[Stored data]
========================================================================

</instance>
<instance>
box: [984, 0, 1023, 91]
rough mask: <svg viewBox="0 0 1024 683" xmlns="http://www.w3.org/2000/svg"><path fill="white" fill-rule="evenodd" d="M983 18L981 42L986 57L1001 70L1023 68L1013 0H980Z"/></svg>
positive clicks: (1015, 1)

========================================================================

- **THE TASK**:
Reproduce all of the entries verbatim.

- **YOUR RESPONSE**:
</instance>
<instance>
box: [984, 0, 1023, 91]
rough mask: <svg viewBox="0 0 1024 683" xmlns="http://www.w3.org/2000/svg"><path fill="white" fill-rule="evenodd" d="M983 18L981 42L986 57L1001 70L1023 68L1013 0H980Z"/></svg>
positive clicks: (1015, 1)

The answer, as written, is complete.